▶ **TASK DIRECTIONS**:
Copy out the records precisely, omitting pictures.

▶ **MATERIAL**:
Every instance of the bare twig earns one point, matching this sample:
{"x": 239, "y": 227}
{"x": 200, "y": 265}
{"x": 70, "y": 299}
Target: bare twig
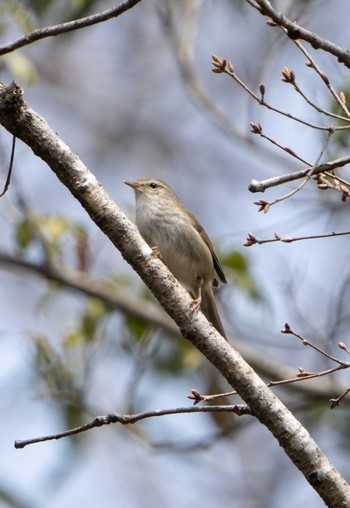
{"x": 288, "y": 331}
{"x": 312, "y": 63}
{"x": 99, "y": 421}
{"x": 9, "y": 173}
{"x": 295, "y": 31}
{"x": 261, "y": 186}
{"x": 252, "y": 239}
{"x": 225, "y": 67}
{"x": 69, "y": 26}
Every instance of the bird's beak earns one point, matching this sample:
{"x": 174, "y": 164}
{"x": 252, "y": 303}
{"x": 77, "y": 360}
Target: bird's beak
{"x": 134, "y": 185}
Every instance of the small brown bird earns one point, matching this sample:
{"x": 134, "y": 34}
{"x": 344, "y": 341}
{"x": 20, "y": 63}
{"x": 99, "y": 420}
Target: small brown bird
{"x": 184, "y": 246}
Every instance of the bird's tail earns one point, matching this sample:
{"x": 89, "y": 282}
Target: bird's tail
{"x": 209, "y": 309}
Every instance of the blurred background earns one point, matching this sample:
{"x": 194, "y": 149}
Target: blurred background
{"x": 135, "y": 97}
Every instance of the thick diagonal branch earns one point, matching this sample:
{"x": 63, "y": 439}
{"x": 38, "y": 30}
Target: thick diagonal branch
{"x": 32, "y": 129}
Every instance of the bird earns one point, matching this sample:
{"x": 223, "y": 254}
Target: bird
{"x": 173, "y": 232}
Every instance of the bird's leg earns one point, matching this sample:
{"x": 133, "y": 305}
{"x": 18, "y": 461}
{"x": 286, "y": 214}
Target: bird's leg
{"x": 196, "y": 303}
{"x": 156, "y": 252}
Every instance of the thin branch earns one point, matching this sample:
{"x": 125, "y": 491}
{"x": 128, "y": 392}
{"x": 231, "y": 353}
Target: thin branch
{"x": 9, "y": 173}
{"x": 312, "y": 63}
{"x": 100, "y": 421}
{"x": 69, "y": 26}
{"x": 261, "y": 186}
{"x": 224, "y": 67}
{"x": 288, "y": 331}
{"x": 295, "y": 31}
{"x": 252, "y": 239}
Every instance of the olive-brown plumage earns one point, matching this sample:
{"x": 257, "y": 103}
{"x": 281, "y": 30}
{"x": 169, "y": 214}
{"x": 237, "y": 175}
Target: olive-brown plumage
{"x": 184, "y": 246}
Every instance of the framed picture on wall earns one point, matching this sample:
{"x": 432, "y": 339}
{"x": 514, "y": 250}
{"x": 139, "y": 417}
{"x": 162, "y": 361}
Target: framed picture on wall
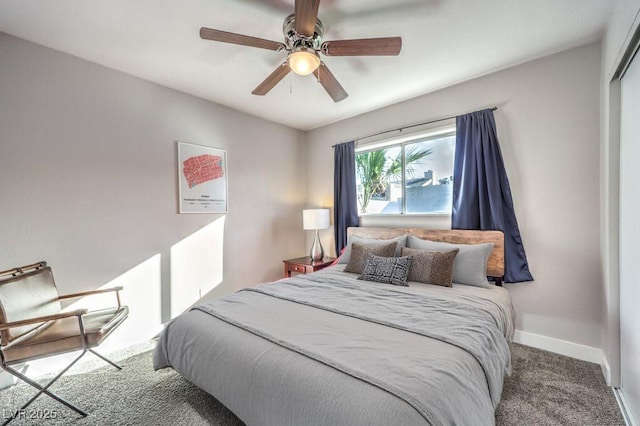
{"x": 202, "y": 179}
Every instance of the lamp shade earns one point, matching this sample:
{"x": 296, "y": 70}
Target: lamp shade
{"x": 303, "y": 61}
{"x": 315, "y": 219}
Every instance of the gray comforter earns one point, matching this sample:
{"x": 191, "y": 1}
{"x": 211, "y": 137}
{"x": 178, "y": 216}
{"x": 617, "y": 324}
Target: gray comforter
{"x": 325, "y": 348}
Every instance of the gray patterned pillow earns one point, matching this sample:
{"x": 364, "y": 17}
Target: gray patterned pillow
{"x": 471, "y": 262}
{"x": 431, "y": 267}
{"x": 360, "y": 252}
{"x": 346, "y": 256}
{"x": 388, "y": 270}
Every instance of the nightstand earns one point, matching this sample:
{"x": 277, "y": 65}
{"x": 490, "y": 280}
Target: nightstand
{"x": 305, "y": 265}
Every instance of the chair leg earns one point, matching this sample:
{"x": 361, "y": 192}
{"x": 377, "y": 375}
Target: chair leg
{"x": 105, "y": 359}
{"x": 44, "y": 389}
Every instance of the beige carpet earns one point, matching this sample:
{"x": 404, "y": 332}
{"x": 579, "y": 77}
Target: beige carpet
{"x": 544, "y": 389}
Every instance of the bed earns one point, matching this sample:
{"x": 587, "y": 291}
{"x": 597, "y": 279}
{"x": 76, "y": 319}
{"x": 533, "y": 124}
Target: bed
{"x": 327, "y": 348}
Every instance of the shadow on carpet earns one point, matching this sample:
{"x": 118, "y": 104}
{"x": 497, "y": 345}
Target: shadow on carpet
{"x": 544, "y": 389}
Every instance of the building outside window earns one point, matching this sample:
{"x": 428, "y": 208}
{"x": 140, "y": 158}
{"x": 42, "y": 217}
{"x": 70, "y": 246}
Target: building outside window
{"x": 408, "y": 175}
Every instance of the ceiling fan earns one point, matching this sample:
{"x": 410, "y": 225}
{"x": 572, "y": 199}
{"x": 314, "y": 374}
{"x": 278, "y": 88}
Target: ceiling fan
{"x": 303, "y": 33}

▶ **WRITTEN RESPONSE**:
Every instance of the bare twig earns one point, matching this sample:
{"x": 239, "y": 227}
{"x": 200, "y": 265}
{"x": 70, "y": 299}
Target: bare twig
{"x": 288, "y": 331}
{"x": 312, "y": 63}
{"x": 99, "y": 421}
{"x": 9, "y": 173}
{"x": 295, "y": 31}
{"x": 261, "y": 186}
{"x": 252, "y": 239}
{"x": 225, "y": 67}
{"x": 69, "y": 26}
Every instance of the bird's beak earns one point, matching this sample:
{"x": 174, "y": 164}
{"x": 252, "y": 303}
{"x": 77, "y": 360}
Target: bird's beak
{"x": 134, "y": 185}
Every instance of the small brown bird earns one point, matching this sample:
{"x": 134, "y": 34}
{"x": 344, "y": 341}
{"x": 20, "y": 63}
{"x": 99, "y": 420}
Target: small brown bird
{"x": 184, "y": 246}
Every instance of the bird's tail earns one point, matching this sample:
{"x": 89, "y": 282}
Target: bird's tail
{"x": 209, "y": 309}
Every instance of the blurred background earns one point, matching this sample:
{"x": 194, "y": 149}
Target: blurred background
{"x": 135, "y": 97}
Every instance of the thick diagonal branch earns one point, matching this sample:
{"x": 63, "y": 439}
{"x": 38, "y": 30}
Target: thick diagonal branch
{"x": 32, "y": 129}
Every instance of the bird earns one point, matching this sample:
{"x": 223, "y": 254}
Target: bird
{"x": 173, "y": 232}
Every instance of the bird's leg earns one point, matching this sample:
{"x": 133, "y": 305}
{"x": 18, "y": 461}
{"x": 286, "y": 214}
Target: bird's leg
{"x": 196, "y": 303}
{"x": 156, "y": 252}
Every instance of the thin branch earns one point, matching this sample:
{"x": 125, "y": 491}
{"x": 128, "y": 392}
{"x": 231, "y": 353}
Target: thin branch
{"x": 9, "y": 173}
{"x": 312, "y": 63}
{"x": 100, "y": 421}
{"x": 69, "y": 26}
{"x": 261, "y": 186}
{"x": 224, "y": 67}
{"x": 288, "y": 331}
{"x": 295, "y": 31}
{"x": 252, "y": 239}
Every instance of the olive-brown plumage earns one point, matching this sample:
{"x": 257, "y": 103}
{"x": 281, "y": 30}
{"x": 169, "y": 214}
{"x": 237, "y": 175}
Target: olive-brown plumage
{"x": 184, "y": 246}
Every instance of the framed picture on wall earns one point, matching this sample:
{"x": 432, "y": 339}
{"x": 514, "y": 250}
{"x": 139, "y": 417}
{"x": 162, "y": 361}
Target: framed picture on wall
{"x": 202, "y": 179}
Every instance of the lamp shade earns one point, matching this sample:
{"x": 296, "y": 70}
Target: lamp shade
{"x": 303, "y": 61}
{"x": 315, "y": 219}
Every instance of the gray comforter earns one point, matching this sample:
{"x": 191, "y": 1}
{"x": 211, "y": 137}
{"x": 178, "y": 216}
{"x": 617, "y": 324}
Target: gray comforter
{"x": 325, "y": 348}
Every instance of the gray patterned pillow earns one point, matching this sample:
{"x": 364, "y": 17}
Target: gray patterned pillow
{"x": 471, "y": 262}
{"x": 431, "y": 267}
{"x": 360, "y": 252}
{"x": 346, "y": 256}
{"x": 388, "y": 270}
Every instance of the nightstand earns one point, matching this sample:
{"x": 277, "y": 65}
{"x": 490, "y": 280}
Target: nightstand
{"x": 305, "y": 265}
Every instance of the chair leg earns one point, matching this sample:
{"x": 361, "y": 192}
{"x": 377, "y": 375}
Target: chair leg
{"x": 105, "y": 359}
{"x": 44, "y": 389}
Every instance of the beige carpet earns one point, matching this sample:
{"x": 404, "y": 332}
{"x": 579, "y": 77}
Target: beige carpet
{"x": 544, "y": 389}
Every instance of the bed earns one point, matching this sample:
{"x": 587, "y": 291}
{"x": 597, "y": 279}
{"x": 76, "y": 319}
{"x": 533, "y": 124}
Target: bed
{"x": 327, "y": 348}
Every instance of the shadow on carpet earns one point, matching this sample:
{"x": 118, "y": 104}
{"x": 497, "y": 345}
Target: shadow on carpet
{"x": 544, "y": 389}
Every instance of the building outside window earns one point, matching this sample:
{"x": 428, "y": 208}
{"x": 140, "y": 158}
{"x": 42, "y": 217}
{"x": 70, "y": 246}
Target: building outside window
{"x": 408, "y": 175}
Every instance of the ceiling fan earns one point, matching this sample:
{"x": 410, "y": 225}
{"x": 572, "y": 199}
{"x": 314, "y": 374}
{"x": 278, "y": 88}
Target: ceiling fan
{"x": 303, "y": 33}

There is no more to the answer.